■ **Brief**
Give back, unchanged, each line of the rows below that contains the word "black".

■ **Supplied material**
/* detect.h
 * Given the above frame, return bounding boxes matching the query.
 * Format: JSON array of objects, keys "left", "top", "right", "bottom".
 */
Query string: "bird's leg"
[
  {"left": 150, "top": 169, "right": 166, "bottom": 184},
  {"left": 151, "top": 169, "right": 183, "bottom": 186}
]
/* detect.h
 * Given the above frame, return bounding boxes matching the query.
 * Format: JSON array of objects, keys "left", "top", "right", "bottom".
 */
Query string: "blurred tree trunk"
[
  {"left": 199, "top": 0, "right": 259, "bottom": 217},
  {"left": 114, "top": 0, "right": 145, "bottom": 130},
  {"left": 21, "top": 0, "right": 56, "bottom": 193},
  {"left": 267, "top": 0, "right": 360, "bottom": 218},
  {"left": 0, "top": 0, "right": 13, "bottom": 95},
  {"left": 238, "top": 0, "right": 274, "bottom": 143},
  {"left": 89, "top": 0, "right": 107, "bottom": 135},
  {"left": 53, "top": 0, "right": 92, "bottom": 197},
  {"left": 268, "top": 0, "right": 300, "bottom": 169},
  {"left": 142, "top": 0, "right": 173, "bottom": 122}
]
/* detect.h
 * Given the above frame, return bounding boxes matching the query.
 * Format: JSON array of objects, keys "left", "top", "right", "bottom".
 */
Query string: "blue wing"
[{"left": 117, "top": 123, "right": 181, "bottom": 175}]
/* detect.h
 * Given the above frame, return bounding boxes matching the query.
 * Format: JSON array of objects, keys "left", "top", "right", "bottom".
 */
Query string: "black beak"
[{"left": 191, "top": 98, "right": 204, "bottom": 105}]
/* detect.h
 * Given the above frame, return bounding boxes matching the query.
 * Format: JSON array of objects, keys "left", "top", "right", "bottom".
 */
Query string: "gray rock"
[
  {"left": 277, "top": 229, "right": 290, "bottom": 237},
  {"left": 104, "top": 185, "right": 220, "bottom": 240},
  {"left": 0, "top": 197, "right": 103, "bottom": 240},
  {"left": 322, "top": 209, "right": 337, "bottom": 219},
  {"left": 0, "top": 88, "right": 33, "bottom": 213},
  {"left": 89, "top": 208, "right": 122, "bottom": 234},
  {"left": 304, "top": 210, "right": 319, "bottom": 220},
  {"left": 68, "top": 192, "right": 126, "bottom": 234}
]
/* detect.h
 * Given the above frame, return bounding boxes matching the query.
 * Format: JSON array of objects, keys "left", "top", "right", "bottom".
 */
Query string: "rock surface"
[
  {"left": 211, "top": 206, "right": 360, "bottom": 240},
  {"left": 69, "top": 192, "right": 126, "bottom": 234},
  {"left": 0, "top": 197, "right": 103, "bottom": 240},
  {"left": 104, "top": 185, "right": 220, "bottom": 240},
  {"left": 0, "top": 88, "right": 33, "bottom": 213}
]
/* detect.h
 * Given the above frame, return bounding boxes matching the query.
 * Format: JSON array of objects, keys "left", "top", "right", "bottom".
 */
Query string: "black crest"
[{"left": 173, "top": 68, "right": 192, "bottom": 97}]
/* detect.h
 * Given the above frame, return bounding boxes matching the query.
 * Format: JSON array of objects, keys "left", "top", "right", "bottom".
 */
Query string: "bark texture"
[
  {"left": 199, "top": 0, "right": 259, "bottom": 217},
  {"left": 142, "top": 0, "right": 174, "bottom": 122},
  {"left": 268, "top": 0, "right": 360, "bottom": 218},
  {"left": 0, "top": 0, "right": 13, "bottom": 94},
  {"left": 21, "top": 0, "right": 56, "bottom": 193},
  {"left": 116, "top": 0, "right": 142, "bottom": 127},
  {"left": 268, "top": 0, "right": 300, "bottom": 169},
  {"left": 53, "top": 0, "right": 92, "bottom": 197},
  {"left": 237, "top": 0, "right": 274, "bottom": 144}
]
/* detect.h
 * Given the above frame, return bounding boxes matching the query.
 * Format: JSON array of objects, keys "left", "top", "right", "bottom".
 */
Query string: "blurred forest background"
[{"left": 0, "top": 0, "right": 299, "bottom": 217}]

■ **Answer**
Query string: "black beak"
Query string: "black crest"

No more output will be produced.